YOUR TASKS:
(a) Answer these questions using the passage on sets:
(i) What three names does it give for a set that does not contain any element?
(ii) Why is the set of even prime numbers greater than 2 empty?
(iii) What does it conclude about W, the set of the days of the week?
(b) Quote the passage on sets word for word, starting with "Hence, the numbers" and going on through "between 1 and 2.".

DOCUMENT PASSAGE:
Hence, the numbers 4, 5, 6, 7, 8, and 9 are the elements of the set A.
If we denote the sets described in (a), (b), and (c) above in roster form by A, B, and C, respectively, then A, B, and C can also be represented in set-builder form as follows:
A = {x: x is a natural number that divides 42}
B = {y: y is a vowel in the English alphabet}
C = {z: z is an odd natural number}
The Empty Set:
A set that does not contain any element is called the empty set or the null set, or the void set.
Examples:
- Let A = {x: 1 < x < 2, x is a natural number}. Then A is the empty set, because there is no natural number between 1 and 2.
- Let B = {x: x2 – 2 = 0 and x is rational number}. Then B is the empty set because the equation x2 – 2 = 0 is not satisfied by any rational value of x.
- Let C = {x: x is an even prime number greater than 2}. Then C is the empty set, because 2 is the only even prime number.
Infinite Sets:
A set that is empty or consists of a definite number of elements is called finite; otherwise, the set is called infinite.
Examples:
- Let W be the set of the days of the week. Then W is finite.
- Let S be the set of solutions of the equation x² – 16 = 0. Then S is finite.

Dataset excerpts on object pointing:
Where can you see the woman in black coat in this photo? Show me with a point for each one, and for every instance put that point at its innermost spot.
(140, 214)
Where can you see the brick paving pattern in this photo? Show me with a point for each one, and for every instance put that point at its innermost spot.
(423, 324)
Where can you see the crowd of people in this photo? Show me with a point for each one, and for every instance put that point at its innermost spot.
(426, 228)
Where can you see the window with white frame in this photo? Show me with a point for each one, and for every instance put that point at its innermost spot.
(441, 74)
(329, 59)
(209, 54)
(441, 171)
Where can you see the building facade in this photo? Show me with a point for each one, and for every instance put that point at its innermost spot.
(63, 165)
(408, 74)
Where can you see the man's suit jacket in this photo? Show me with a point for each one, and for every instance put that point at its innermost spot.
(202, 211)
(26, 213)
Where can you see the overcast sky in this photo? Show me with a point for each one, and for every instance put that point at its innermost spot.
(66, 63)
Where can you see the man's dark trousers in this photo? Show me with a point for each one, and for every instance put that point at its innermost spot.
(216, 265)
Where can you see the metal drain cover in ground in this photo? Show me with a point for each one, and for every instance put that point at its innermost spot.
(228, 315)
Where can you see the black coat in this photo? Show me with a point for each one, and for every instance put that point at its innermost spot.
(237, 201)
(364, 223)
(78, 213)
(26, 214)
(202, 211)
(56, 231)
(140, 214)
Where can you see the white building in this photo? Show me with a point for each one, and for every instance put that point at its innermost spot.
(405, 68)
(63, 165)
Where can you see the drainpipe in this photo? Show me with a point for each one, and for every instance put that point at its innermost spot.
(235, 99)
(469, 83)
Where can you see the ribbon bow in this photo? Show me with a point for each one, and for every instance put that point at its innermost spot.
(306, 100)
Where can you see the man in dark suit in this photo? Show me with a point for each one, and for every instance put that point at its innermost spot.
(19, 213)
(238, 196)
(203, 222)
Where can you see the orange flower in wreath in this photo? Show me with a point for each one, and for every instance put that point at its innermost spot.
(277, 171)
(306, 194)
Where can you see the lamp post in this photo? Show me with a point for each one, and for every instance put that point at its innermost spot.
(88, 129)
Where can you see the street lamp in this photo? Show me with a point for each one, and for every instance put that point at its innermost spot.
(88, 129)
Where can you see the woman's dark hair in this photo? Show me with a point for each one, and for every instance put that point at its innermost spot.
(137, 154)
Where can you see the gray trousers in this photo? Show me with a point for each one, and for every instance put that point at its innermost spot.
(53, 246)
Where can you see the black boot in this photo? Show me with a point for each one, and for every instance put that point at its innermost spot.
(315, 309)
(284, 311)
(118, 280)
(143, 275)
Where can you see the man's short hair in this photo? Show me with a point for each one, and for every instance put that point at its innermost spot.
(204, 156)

--

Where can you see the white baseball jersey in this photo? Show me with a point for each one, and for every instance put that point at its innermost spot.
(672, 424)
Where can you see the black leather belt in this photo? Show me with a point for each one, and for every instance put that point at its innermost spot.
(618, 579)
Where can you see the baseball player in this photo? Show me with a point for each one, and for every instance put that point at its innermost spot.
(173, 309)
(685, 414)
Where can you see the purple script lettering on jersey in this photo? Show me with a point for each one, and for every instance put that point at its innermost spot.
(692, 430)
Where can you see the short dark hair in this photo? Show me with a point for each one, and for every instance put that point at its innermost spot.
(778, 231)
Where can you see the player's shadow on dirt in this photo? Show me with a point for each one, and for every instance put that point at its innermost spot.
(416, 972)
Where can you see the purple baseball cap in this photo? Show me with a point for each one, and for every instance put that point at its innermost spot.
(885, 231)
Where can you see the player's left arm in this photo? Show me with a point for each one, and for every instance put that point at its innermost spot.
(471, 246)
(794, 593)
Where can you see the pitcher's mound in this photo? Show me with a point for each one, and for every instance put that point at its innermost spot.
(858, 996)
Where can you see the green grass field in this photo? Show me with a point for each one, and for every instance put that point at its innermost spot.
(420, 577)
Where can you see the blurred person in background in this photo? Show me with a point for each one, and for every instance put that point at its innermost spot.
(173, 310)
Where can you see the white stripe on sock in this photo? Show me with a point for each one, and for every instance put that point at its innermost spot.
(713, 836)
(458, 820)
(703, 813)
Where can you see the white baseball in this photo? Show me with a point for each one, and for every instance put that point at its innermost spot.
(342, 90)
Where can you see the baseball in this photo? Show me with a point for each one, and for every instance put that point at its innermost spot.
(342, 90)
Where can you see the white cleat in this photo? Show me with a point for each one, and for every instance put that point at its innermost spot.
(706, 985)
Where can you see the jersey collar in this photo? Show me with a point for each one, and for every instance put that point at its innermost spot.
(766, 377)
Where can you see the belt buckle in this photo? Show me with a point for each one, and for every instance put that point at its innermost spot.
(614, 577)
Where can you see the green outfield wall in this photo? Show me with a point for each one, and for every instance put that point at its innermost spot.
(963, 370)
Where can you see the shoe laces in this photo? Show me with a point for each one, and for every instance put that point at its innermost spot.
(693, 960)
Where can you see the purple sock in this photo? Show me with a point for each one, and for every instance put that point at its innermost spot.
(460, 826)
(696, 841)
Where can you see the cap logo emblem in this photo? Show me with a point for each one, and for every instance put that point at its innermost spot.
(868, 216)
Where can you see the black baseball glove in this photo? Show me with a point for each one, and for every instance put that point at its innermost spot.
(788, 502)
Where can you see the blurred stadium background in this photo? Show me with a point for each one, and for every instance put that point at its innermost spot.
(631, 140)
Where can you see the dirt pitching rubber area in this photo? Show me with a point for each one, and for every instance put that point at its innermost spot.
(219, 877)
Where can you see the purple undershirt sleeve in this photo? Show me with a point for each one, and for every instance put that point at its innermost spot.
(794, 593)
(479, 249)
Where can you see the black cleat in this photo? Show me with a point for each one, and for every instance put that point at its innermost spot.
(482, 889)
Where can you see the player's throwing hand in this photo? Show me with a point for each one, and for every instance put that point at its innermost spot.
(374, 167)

---

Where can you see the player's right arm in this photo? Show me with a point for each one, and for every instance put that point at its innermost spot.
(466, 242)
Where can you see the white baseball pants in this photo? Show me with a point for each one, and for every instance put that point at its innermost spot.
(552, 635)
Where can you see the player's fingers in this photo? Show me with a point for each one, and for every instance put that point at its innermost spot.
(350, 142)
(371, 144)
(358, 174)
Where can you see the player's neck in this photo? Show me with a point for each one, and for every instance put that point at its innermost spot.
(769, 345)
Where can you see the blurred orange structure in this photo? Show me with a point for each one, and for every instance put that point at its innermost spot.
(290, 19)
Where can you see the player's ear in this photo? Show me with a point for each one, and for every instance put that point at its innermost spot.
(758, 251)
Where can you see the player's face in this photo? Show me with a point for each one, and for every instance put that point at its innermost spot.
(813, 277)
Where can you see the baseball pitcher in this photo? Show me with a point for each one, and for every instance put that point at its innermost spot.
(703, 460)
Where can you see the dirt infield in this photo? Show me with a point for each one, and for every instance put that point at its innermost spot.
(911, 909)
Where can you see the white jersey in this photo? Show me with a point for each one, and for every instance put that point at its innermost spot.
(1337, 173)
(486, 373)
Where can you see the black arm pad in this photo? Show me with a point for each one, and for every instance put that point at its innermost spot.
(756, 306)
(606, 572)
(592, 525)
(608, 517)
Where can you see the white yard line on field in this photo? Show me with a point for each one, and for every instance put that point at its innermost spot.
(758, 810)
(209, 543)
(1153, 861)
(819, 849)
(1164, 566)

ANSWERS FOR THIS EXERCISE:
(a)
(i) The empty set, the null set, or the void set.
(ii) Because 2 is the only even prime number.
(iii) W is finite.

(b)
Hence, the numbers 4, 5, 6, 7, 8, and 9 are the elements of the set A.
If we denote the sets described in (a), (b), and (c) above in roster form by A, B, and C, respectively, then A, B, and C can also be represented in set-builder form as follows:
A = {x: x is a natural number that divides 42}
B = {y: y is a vowel in the English alphabet}
C = {z: z is an odd natural number}
The Empty Set:
A set that does not contain any element is called the empty set or the null set, or the void set.
Examples:
- Let A = {x: 1 < x < 2, x is a natural number}. Then A is the empty set, because there is no natural number between 1 and 2.